◆ **Text shown**:

In producing molten iron by a blast furnace, iron ore as iron raw material, coke as fuel, lime stone as by-product, etc. are introduced into the furnace from the top thereof, and hot blast is blown into the furnace from a tuyere in the lower portion thereof to burn the coke, so that the iron ore is reduced by the generated reducing gases mainly comprising CO and heat energy. As a result, the iron content of the iron ore becomes the main component of molten iron, while the gangue minerals of the iron ore, and the ashes of the coke become slag together with the limestone, both of which are periodically discharged from a tap hole and a slag hole, respectively, of the lower portion of the furnace. In the blast furnace, the molten iron is produced by the process of high-temperature reaction of the raw material and the reducing gases, and thus it is very important to maintain a stationary state while maintaining a material balance and a heat balance. There is a strong demand for maintaining the stability of furnace conditions in the operation of the blast furnace.
Therefore, in order to maintain the stable conditions of the blast furnace, it is an essential condition to sufficiently control heat conditions in the furnace.

◆ **Complete the following**:
**a)** According to the blast furnace passage, from which openings are the molten iron and the slag discharged?
**b)** Please pick up the blast furnace passage after its last sentence and carry it forward.

[Coordinate annotation records]
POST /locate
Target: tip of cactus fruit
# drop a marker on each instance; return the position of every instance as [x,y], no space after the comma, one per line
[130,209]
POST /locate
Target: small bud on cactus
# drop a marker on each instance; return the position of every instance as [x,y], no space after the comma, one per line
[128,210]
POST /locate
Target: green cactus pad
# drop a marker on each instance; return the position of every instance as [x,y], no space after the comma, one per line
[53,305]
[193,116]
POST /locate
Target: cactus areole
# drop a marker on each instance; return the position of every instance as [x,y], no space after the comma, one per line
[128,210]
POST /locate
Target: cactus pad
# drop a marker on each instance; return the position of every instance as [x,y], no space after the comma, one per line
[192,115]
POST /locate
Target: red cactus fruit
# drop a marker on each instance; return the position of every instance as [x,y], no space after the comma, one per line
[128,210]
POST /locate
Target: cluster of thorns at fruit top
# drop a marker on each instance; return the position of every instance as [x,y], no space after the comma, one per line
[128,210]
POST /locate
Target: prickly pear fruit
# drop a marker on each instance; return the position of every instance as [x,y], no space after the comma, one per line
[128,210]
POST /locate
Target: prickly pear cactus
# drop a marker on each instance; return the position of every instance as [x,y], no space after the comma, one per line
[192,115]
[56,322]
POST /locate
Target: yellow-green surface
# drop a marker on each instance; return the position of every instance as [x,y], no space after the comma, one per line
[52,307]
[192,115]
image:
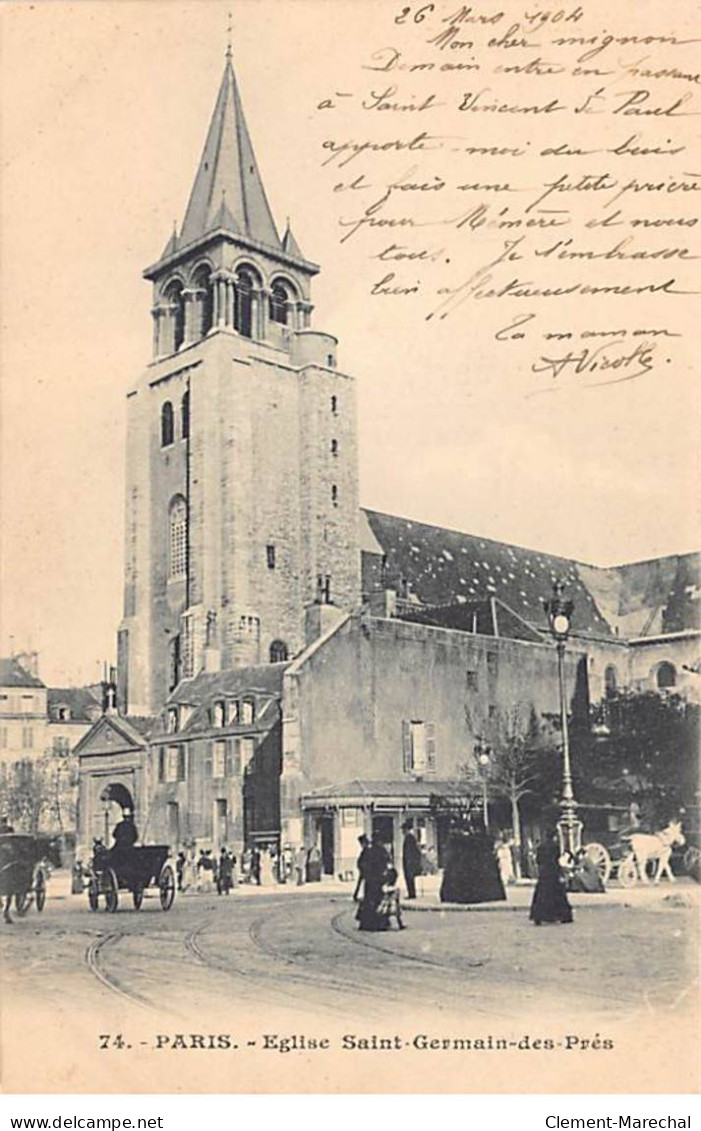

◆ **Outputs in order**:
**a)** The molten iron is discharged from a tap hole and the slag from a slag hole, both in the lower portion of the furnace.

**b)**
The heat conditions in the blast furnace is divided into the level of heat conditions and the transition of heat conditions, and is one of items regarded as the most important information which reflects the in- furnace conditions such as reaction in the furnace, etc. The level of heat conditions and the transition of the heat conditions basically significantly affect the temperature of molten iron. Therefore, in order to stabilize the operation of the blast furnace and in order to decrease the unit fuel consumption, and in order to improve productivity and quality of molten iron, it is very important to measure, correctly and precisely, the temperature of the molten iron with a short time delay, to control the heat conditions in the furnace, on the basis of the information of the temperature measurement, and adjust, correctly and precisely, the temperature of the molten iron, to a target level. However, for the heat conditions in the blast furnace, conventionally, the level of the heat conditions in the furnace is evaluated by the temperature of the molten iron after tapping, and the heat conditions transition is evaluated and inferred from information from the various sensors arranged in the blast furnace.
(1) The Level of Heat Conditions.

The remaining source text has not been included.